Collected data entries
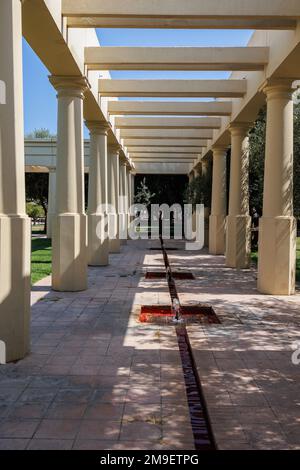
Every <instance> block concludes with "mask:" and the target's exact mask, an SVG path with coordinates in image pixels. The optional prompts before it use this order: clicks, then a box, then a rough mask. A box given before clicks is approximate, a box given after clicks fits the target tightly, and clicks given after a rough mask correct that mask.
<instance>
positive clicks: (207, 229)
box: [204, 207, 210, 248]
mask: <svg viewBox="0 0 300 470" xmlns="http://www.w3.org/2000/svg"><path fill="white" fill-rule="evenodd" d="M209 212H210V211H209V208H208V207H205V208H204V247H205V248H208V246H209Z"/></svg>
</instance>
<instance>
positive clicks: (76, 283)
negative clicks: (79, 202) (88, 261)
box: [52, 214, 87, 292]
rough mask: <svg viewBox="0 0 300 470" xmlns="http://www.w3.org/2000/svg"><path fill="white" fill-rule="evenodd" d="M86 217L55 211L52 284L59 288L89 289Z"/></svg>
mask: <svg viewBox="0 0 300 470" xmlns="http://www.w3.org/2000/svg"><path fill="white" fill-rule="evenodd" d="M86 229H87V217H86V216H85V215H83V214H62V215H55V216H54V217H53V219H52V235H53V242H52V246H53V248H52V249H53V261H52V288H53V290H56V291H60V292H79V291H83V290H86V289H87V246H86V240H87V237H86V235H87V232H86Z"/></svg>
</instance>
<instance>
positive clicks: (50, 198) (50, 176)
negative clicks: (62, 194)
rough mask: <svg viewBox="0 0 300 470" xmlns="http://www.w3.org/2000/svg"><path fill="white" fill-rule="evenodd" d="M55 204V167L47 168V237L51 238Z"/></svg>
mask: <svg viewBox="0 0 300 470" xmlns="http://www.w3.org/2000/svg"><path fill="white" fill-rule="evenodd" d="M55 206H56V169H55V168H49V186H48V213H47V238H52V219H53V216H54V215H55Z"/></svg>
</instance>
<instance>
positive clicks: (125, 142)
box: [124, 139, 207, 149]
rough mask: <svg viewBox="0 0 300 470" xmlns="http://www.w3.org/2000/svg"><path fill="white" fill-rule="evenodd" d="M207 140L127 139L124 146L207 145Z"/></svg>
mask: <svg viewBox="0 0 300 470" xmlns="http://www.w3.org/2000/svg"><path fill="white" fill-rule="evenodd" d="M206 145H207V140H200V139H199V140H196V139H195V140H173V139H170V140H168V139H148V140H147V139H144V140H142V139H125V140H124V147H127V148H128V149H129V148H130V149H131V148H133V147H134V148H141V147H152V148H155V147H160V148H164V147H179V148H180V147H185V148H188V147H193V148H195V147H201V148H202V147H206Z"/></svg>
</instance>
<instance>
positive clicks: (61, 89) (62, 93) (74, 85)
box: [49, 75, 90, 99]
mask: <svg viewBox="0 0 300 470" xmlns="http://www.w3.org/2000/svg"><path fill="white" fill-rule="evenodd" d="M49 81H50V83H51V85H52V86H53V87H54V88H55V90H56V91H57V92H58V97H61V96H72V97H77V98H81V99H84V94H85V92H86V91H87V90H88V89H89V88H90V85H89V82H88V80H87V79H86V77H83V76H81V77H80V76H78V77H77V76H64V75H63V76H62V75H50V76H49Z"/></svg>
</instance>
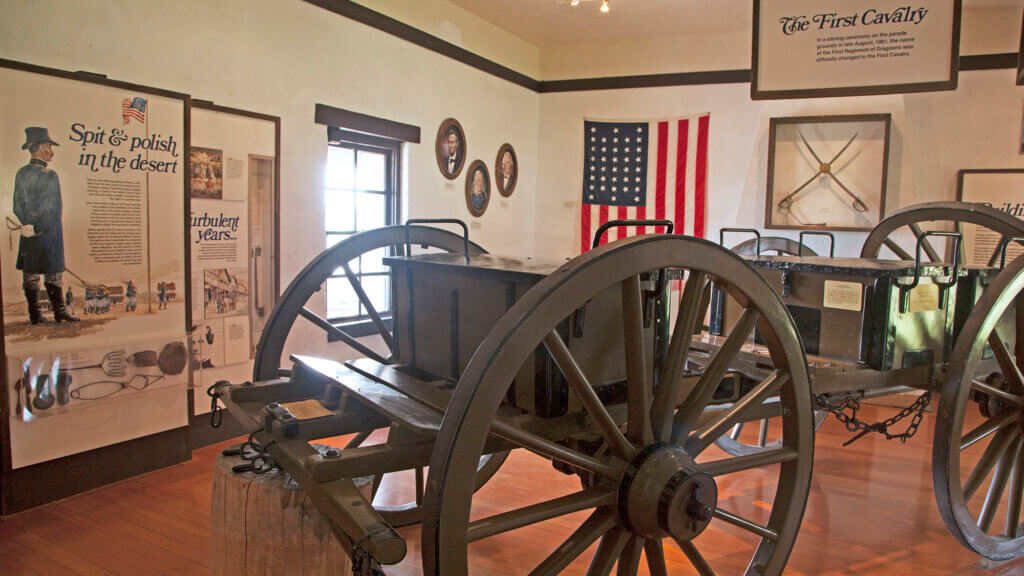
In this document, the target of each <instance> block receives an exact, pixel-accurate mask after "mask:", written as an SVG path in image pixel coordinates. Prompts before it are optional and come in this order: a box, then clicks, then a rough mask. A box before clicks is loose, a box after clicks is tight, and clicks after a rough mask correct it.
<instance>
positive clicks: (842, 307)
mask: <svg viewBox="0 0 1024 576" xmlns="http://www.w3.org/2000/svg"><path fill="white" fill-rule="evenodd" d="M863 294H864V287H863V286H862V285H861V284H860V283H859V282H842V281H840V280H825V296H824V302H823V303H822V305H823V306H824V307H826V308H836V310H848V311H853V312H860V308H861V305H862V303H863V302H862V298H863Z"/></svg>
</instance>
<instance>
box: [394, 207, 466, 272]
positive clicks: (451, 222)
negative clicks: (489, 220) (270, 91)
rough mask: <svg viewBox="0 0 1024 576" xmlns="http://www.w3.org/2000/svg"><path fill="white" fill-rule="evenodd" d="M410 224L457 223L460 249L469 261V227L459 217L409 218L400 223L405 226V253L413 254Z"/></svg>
mask: <svg viewBox="0 0 1024 576" xmlns="http://www.w3.org/2000/svg"><path fill="white" fill-rule="evenodd" d="M410 224H459V225H461V227H462V249H463V252H464V253H465V255H466V263H467V264H468V263H469V227H467V225H466V222H464V221H462V220H460V219H459V218H410V219H408V220H406V223H404V224H402V225H404V227H406V255H407V256H412V255H413V245H412V242H410V239H409V225H410Z"/></svg>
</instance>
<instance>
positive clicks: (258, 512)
mask: <svg viewBox="0 0 1024 576" xmlns="http://www.w3.org/2000/svg"><path fill="white" fill-rule="evenodd" d="M325 448H326V447H325ZM241 463H244V461H243V460H242V458H240V457H239V456H224V455H223V454H221V455H220V456H218V457H217V462H216V465H215V467H214V471H213V496H212V500H211V503H210V535H211V538H212V543H213V564H212V567H213V574H214V576H234V575H237V574H273V575H278V574H281V575H289V576H291V575H293V574H296V575H300V574H301V575H303V576H308V575H331V576H336V575H337V576H350V575H351V574H352V567H351V563H350V561H349V559H348V556H347V554H345V550H344V548H342V547H341V544H339V543H338V541H337V540H336V539H335V537H334V535H333V534H332V533H331V529H330V528H329V527H328V524H327V522H326V521H325V520H324V518H323V517H321V513H319V512H318V511H317V510H316V508H315V507H314V506H313V504H312V502H310V501H309V497H308V496H306V494H305V492H303V491H302V490H300V489H299V486H298V484H296V483H295V481H293V480H291V478H290V477H289V476H288V475H287V474H285V472H284V471H282V470H273V471H269V472H266V474H262V475H257V474H254V472H241V474H234V472H232V471H231V467H232V466H234V465H236V464H241ZM366 480H367V481H368V482H367V483H366V484H365V485H364V486H361V487H360V488H361V489H362V491H364V495H366V496H369V494H370V482H369V481H370V479H366Z"/></svg>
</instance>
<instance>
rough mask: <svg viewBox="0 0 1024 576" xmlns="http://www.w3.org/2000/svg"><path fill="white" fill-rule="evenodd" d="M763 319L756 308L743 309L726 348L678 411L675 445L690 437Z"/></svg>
mask: <svg viewBox="0 0 1024 576" xmlns="http://www.w3.org/2000/svg"><path fill="white" fill-rule="evenodd" d="M759 316H760V314H759V313H758V312H757V311H756V310H754V308H743V312H742V313H740V315H739V318H738V319H737V320H736V324H735V325H734V326H733V327H732V331H731V332H729V336H728V337H727V338H726V339H725V342H723V343H722V347H720V348H719V351H718V353H717V354H716V355H715V358H713V359H712V360H711V362H710V363H709V364H708V367H707V368H705V371H703V374H701V375H700V378H699V379H698V380H697V382H696V384H695V385H694V386H693V389H691V390H690V393H689V394H688V395H687V396H686V400H685V401H684V402H683V405H682V408H680V409H679V411H678V412H676V418H675V425H674V426H673V429H672V441H673V442H678V440H679V439H680V438H682V437H683V436H688V435H689V433H690V428H691V426H692V425H693V423H694V422H695V421H696V419H697V416H699V415H700V413H701V412H702V411H703V409H705V407H707V406H708V404H709V403H710V402H711V400H712V397H713V396H714V394H715V390H716V389H717V388H718V386H719V384H720V383H721V382H722V376H724V375H725V371H726V370H727V369H728V368H729V364H730V363H731V362H732V360H733V359H734V358H735V357H736V355H737V354H738V353H739V348H740V347H742V345H743V343H744V342H745V341H746V337H748V336H750V334H751V331H752V330H753V329H754V325H755V323H756V322H757V320H758V317H759ZM735 423H736V421H732V422H731V423H730V425H731V424H735ZM726 429H728V428H726ZM722 434H725V429H723V430H721V433H720V434H719V436H721V435H722ZM716 438H717V437H716ZM713 440H714V439H713Z"/></svg>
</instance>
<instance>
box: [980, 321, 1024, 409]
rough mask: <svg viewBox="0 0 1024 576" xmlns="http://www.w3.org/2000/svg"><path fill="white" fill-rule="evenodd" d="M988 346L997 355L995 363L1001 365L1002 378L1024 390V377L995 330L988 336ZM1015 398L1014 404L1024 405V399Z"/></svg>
mask: <svg viewBox="0 0 1024 576" xmlns="http://www.w3.org/2000/svg"><path fill="white" fill-rule="evenodd" d="M988 345H989V347H991V348H992V353H993V354H994V355H995V361H996V362H998V364H999V370H1001V371H1002V377H1005V378H1007V379H1008V380H1010V381H1011V382H1013V384H1014V385H1015V388H1016V389H1024V375H1021V370H1020V368H1019V367H1018V366H1017V362H1016V361H1015V360H1014V357H1012V356H1010V351H1008V349H1007V346H1006V345H1004V344H1002V338H1000V337H999V335H998V334H997V333H996V332H995V330H992V333H991V334H989V335H988ZM1013 398H1014V399H1015V400H1013V401H1012V402H1013V403H1014V404H1017V405H1018V406H1019V405H1022V404H1024V399H1022V398H1020V397H1016V396H1015V397H1013Z"/></svg>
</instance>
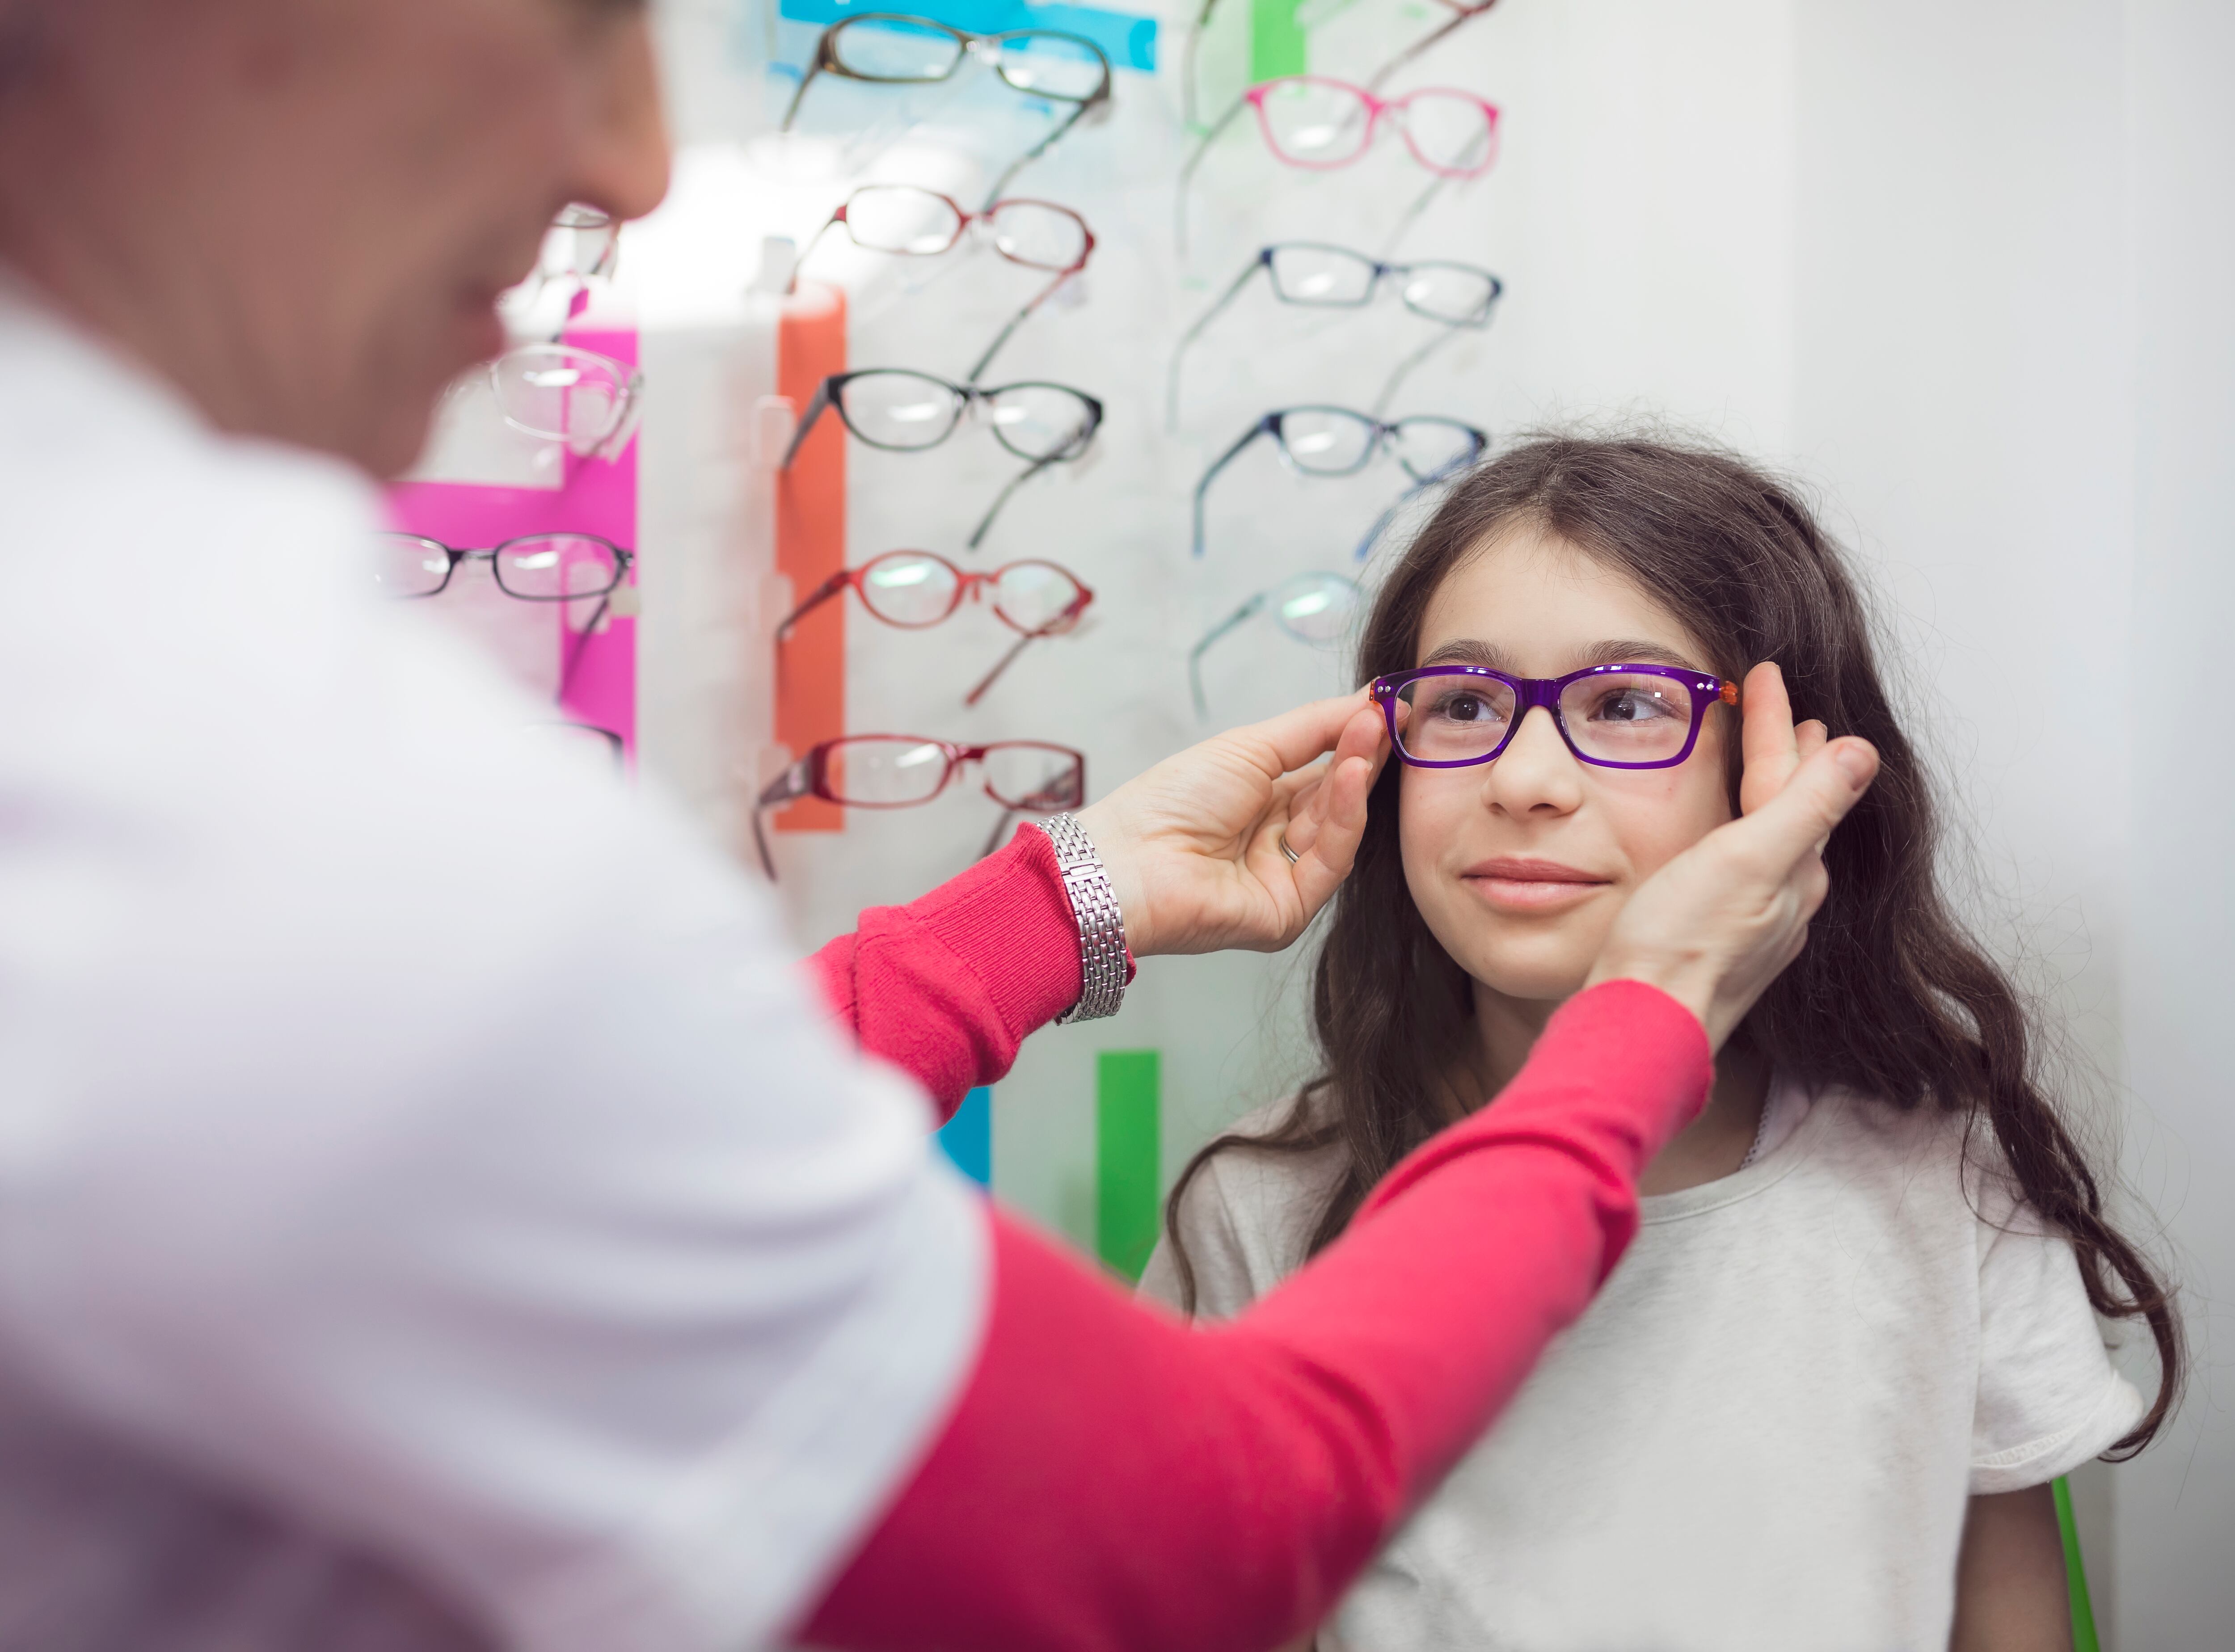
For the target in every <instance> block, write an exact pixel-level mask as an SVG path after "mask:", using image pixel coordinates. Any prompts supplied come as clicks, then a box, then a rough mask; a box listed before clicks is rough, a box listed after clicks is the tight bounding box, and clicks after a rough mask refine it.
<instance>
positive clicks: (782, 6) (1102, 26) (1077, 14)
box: [778, 0, 1155, 74]
mask: <svg viewBox="0 0 2235 1652" xmlns="http://www.w3.org/2000/svg"><path fill="white" fill-rule="evenodd" d="M863 11H898V13H901V16H910V18H930V20H932V22H943V25H948V27H950V29H961V31H963V34H1001V31H1004V29H1062V31H1064V34H1077V36H1084V38H1088V40H1093V42H1095V45H1097V47H1102V54H1104V56H1106V58H1109V60H1111V67H1113V69H1140V72H1142V74H1155V18H1142V16H1140V13H1133V11H1104V9H1102V7H1064V4H1030V2H1028V0H885V4H874V0H872V2H869V4H847V0H782V4H780V7H778V16H782V18H789V20H791V22H811V25H816V27H818V29H827V27H829V25H834V22H838V18H852V16H856V13H863Z"/></svg>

• Task instructions
Check each line above for the word "negative" and copy the ones that have it.

• Solution to the problem
negative clicks: (79, 202) (88, 261)
negative clicks: (62, 194)
negative clicks: (489, 220) (270, 91)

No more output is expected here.